(Stored records)

━━━━━━━━━━━━━━━━━━━━━━━━━━━━━━

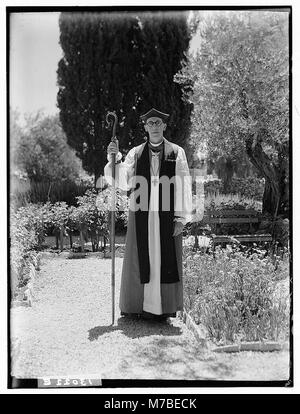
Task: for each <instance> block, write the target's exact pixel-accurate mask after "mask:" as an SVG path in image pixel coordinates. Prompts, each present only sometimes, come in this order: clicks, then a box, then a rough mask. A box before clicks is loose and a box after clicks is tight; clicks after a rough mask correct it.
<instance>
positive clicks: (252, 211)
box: [203, 209, 261, 224]
mask: <svg viewBox="0 0 300 414" xmlns="http://www.w3.org/2000/svg"><path fill="white" fill-rule="evenodd" d="M260 221H261V215H260V213H259V212H257V211H256V210H254V209H249V210H208V211H207V212H205V214H204V217H203V222H204V223H207V224H217V223H219V224H232V223H259V222H260Z"/></svg>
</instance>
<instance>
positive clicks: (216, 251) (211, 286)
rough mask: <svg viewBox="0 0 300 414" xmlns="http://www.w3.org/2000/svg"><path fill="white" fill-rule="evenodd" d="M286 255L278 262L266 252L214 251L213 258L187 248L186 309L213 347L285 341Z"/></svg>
mask: <svg viewBox="0 0 300 414" xmlns="http://www.w3.org/2000/svg"><path fill="white" fill-rule="evenodd" d="M288 262H289V259H288V254H285V256H284V258H283V259H281V260H279V263H280V264H279V265H278V263H274V261H273V260H272V259H271V258H270V257H266V256H265V252H264V251H259V250H257V251H256V252H254V253H252V254H248V253H247V252H242V251H240V250H238V249H232V248H229V247H228V248H227V249H226V250H225V249H220V248H217V249H216V252H215V256H213V255H208V254H204V255H200V254H198V253H195V252H193V251H192V250H191V249H189V248H187V249H186V256H185V260H184V268H185V275H186V277H185V286H184V291H185V306H186V308H187V310H188V311H189V312H190V313H191V315H192V316H193V317H194V318H195V320H196V322H197V323H201V324H203V325H204V326H205V327H206V328H207V330H208V332H209V334H210V337H211V339H212V340H213V341H214V342H216V343H231V342H235V341H239V340H240V341H242V340H246V341H258V340H286V339H287V338H288V335H289V292H288V289H284V288H282V287H281V285H280V284H278V283H277V281H278V280H285V281H287V280H288V274H289V272H288Z"/></svg>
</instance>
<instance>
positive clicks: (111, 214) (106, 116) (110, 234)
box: [106, 112, 118, 325]
mask: <svg viewBox="0 0 300 414" xmlns="http://www.w3.org/2000/svg"><path fill="white" fill-rule="evenodd" d="M110 117H112V118H113V119H112V120H111V121H109V118H110ZM106 122H107V125H108V126H111V125H112V126H113V130H112V137H111V141H112V142H115V141H116V127H117V122H118V117H117V115H116V113H115V112H108V113H107V115H106ZM111 162H112V191H111V231H110V248H111V295H112V300H111V303H112V308H111V312H112V325H113V324H114V323H115V207H116V188H115V176H116V154H111Z"/></svg>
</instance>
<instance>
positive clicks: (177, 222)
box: [173, 221, 184, 236]
mask: <svg viewBox="0 0 300 414" xmlns="http://www.w3.org/2000/svg"><path fill="white" fill-rule="evenodd" d="M183 228H184V225H183V224H182V223H181V222H180V221H175V223H174V233H173V236H178V235H179V234H180V233H182V232H183Z"/></svg>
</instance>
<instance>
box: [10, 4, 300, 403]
mask: <svg viewBox="0 0 300 414" xmlns="http://www.w3.org/2000/svg"><path fill="white" fill-rule="evenodd" d="M6 19H7V59H8V72H7V93H8V100H7V113H8V118H7V119H8V121H7V122H8V125H7V131H8V132H7V135H8V137H7V146H8V148H7V151H8V152H7V153H8V160H7V163H8V167H7V175H8V191H7V199H8V200H7V202H8V209H7V216H8V217H7V219H8V238H9V250H8V280H7V281H8V283H7V290H8V308H9V309H8V311H9V338H8V342H9V346H8V349H9V351H8V353H9V355H8V361H9V364H8V366H9V372H8V377H9V388H22V386H26V384H35V385H34V387H36V388H43V389H46V388H51V389H52V388H53V389H55V388H72V389H74V388H76V387H80V388H85V387H86V388H93V387H109V386H112V385H113V386H117V387H119V386H120V387H125V388H126V387H142V386H147V387H164V386H166V387H171V386H174V387H181V386H182V387H203V386H205V387H214V386H218V387H222V384H225V383H226V384H227V386H228V384H229V385H230V384H233V385H235V386H236V385H237V384H238V386H239V387H245V388H246V387H251V386H254V385H255V386H264V384H265V386H266V384H267V385H268V386H269V387H272V386H277V387H282V388H284V387H285V388H289V387H292V386H293V330H292V316H293V312H292V311H293V284H292V278H293V272H292V253H293V243H292V184H291V181H292V176H291V175H292V174H291V173H292V169H291V162H292V160H291V146H292V132H291V110H292V108H291V93H292V88H291V86H292V85H291V82H292V76H291V75H292V71H291V65H292V41H291V39H292V37H291V36H292V34H291V33H292V32H291V30H292V22H293V16H292V6H283V5H282V6H273V7H268V6H264V7H263V6H260V7H256V8H255V7H246V6H240V7H239V6H235V7H226V6H225V5H224V6H222V7H221V6H220V7H217V6H215V7H204V6H203V7H190V8H189V7H188V6H186V7H184V6H180V7H179V6H174V7H172V6H168V7H165V6H161V7H159V6H155V7H154V6H153V7H151V6H148V7H147V6H140V7H138V6H128V7H126V6H122V7H117V6H111V7H108V6H105V7H104V6H103V7H101V6H99V7H61V8H59V7H53V8H50V7H49V8H48V7H47V8H42V7H40V8H39V7H7V8H6ZM293 24H295V25H296V24H297V23H296V21H294V22H293ZM24 384H25V385H24ZM164 384H165V385H164ZM224 386H225V385H224ZM106 408H111V407H106ZM116 408H122V407H116ZM150 408H151V407H150ZM152 408H155V407H152ZM156 408H158V407H156ZM183 408H185V407H183Z"/></svg>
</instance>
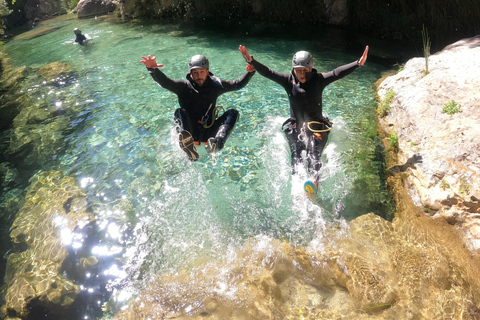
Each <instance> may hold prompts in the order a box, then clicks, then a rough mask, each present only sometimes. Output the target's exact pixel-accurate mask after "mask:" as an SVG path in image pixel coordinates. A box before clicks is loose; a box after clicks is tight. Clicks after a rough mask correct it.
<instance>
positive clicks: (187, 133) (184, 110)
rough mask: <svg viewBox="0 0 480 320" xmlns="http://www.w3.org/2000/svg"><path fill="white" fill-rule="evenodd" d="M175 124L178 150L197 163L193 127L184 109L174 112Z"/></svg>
mask: <svg viewBox="0 0 480 320" xmlns="http://www.w3.org/2000/svg"><path fill="white" fill-rule="evenodd" d="M175 123H176V129H177V132H178V142H179V144H180V148H181V149H182V150H183V151H184V152H185V153H186V154H187V156H188V158H189V159H190V160H192V161H197V160H198V158H199V154H198V152H197V149H196V148H195V141H197V139H196V138H195V135H196V133H195V127H194V125H193V124H192V122H191V120H190V117H189V116H188V113H187V111H186V110H185V109H180V108H179V109H177V110H175Z"/></svg>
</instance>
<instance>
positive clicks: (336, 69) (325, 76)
mask: <svg viewBox="0 0 480 320" xmlns="http://www.w3.org/2000/svg"><path fill="white" fill-rule="evenodd" d="M358 67H359V65H358V62H357V61H355V62H352V63H349V64H345V65H343V66H341V67H338V68H336V69H334V70H332V71H330V72H327V73H322V75H323V78H324V79H325V82H324V84H325V86H327V85H329V84H330V83H332V82H334V81H336V80H339V79H342V78H343V77H345V76H348V75H349V74H350V73H352V72H353V71H355V70H357V69H358Z"/></svg>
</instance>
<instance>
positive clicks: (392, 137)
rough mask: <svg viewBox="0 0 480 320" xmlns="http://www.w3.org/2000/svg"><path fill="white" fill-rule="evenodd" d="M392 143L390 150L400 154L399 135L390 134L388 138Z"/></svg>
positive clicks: (388, 139) (395, 134)
mask: <svg viewBox="0 0 480 320" xmlns="http://www.w3.org/2000/svg"><path fill="white" fill-rule="evenodd" d="M387 140H388V141H389V142H390V149H391V150H393V151H395V152H398V135H397V133H396V132H390V136H389V137H388V138H387Z"/></svg>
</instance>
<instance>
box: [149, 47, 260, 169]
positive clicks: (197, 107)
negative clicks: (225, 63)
mask: <svg viewBox="0 0 480 320" xmlns="http://www.w3.org/2000/svg"><path fill="white" fill-rule="evenodd" d="M142 58H143V60H140V62H141V63H143V64H145V66H146V67H147V69H148V72H149V73H150V75H151V76H152V77H153V79H154V80H155V81H156V82H157V83H158V84H159V85H160V86H161V87H162V88H165V89H167V90H169V91H171V92H173V93H175V94H176V95H177V96H178V103H179V104H180V108H178V109H177V110H175V120H176V122H177V124H178V125H179V127H178V131H179V136H178V138H179V143H180V147H181V148H182V150H184V151H185V153H186V154H187V156H188V157H189V159H191V160H193V161H196V160H198V158H199V154H198V152H197V149H196V147H195V146H196V145H199V144H200V143H202V142H203V143H204V144H205V148H206V149H207V152H209V153H212V152H215V151H216V150H220V149H222V148H223V146H224V145H225V141H226V140H227V138H228V136H229V134H230V132H231V131H232V130H233V128H234V126H235V123H236V122H237V119H238V111H237V110H235V109H229V110H227V111H225V113H223V115H221V116H219V110H218V109H217V106H216V102H217V98H218V97H219V96H220V95H221V94H223V93H225V92H229V91H234V90H239V89H241V88H243V87H245V86H246V85H247V83H248V82H249V81H250V79H251V78H252V76H253V75H254V73H255V69H253V68H252V66H250V65H247V72H246V73H245V74H243V75H242V76H241V77H240V78H238V79H237V80H235V81H226V80H223V79H220V78H217V77H216V76H214V75H213V73H211V72H210V65H209V62H208V59H207V58H206V57H205V56H204V55H195V56H193V57H192V58H191V59H190V62H189V63H188V74H187V77H186V79H177V80H172V79H170V78H168V77H167V76H166V75H165V74H164V73H163V72H161V71H160V70H159V69H158V68H159V67H163V64H157V62H156V59H155V57H152V56H151V55H149V56H147V57H142ZM218 116H219V117H218Z"/></svg>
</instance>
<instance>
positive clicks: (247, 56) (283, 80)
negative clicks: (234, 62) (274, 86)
mask: <svg viewBox="0 0 480 320" xmlns="http://www.w3.org/2000/svg"><path fill="white" fill-rule="evenodd" d="M238 50H240V52H241V53H242V56H243V58H244V59H245V61H246V62H247V63H248V64H249V65H252V66H253V68H255V70H257V71H258V73H260V74H261V75H262V76H264V77H265V78H268V79H270V80H272V81H275V82H276V83H278V84H280V85H281V86H282V87H284V88H285V87H286V86H287V85H288V84H289V82H290V81H289V74H287V73H280V72H276V71H274V70H271V69H269V68H268V67H267V66H264V65H263V64H261V63H260V62H258V61H257V60H254V59H253V57H252V56H251V55H250V54H249V53H248V50H247V48H245V46H242V45H240V47H239V48H238Z"/></svg>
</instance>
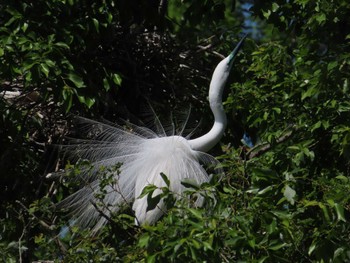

━━━━━━━━━━━━━━━━━━━━━━━━━━━━━━

TO DO: Reproduce exactly the lines of the entries above from the first through the line with "positive clicks: (216, 251) (211, 286)", both included; pictures should not be reproduced.

TASK SOLUTION:
Task: for each <instance> block, write the target's exact pixel-accurate mask after "mask:" as an SVG path in image pixel coordinates. Prompts, each present only sometimes, come in this order: clicks, then a box, then a rough mask. A box before clicks is loose and a box after clicks is tight; clicks after a rough mask correct it.
<instance>
positive clicks: (252, 211)
box: [203, 209, 261, 224]
mask: <svg viewBox="0 0 300 414" xmlns="http://www.w3.org/2000/svg"><path fill="white" fill-rule="evenodd" d="M260 221H261V215H260V213H259V212H257V211H256V210H254V209H249V210H208V211H207V212H205V214H204V217H203V222H204V223H207V224H217V223H219V224H232V223H259V222H260Z"/></svg>
</instance>
<instance>
positive clicks: (216, 251) (211, 286)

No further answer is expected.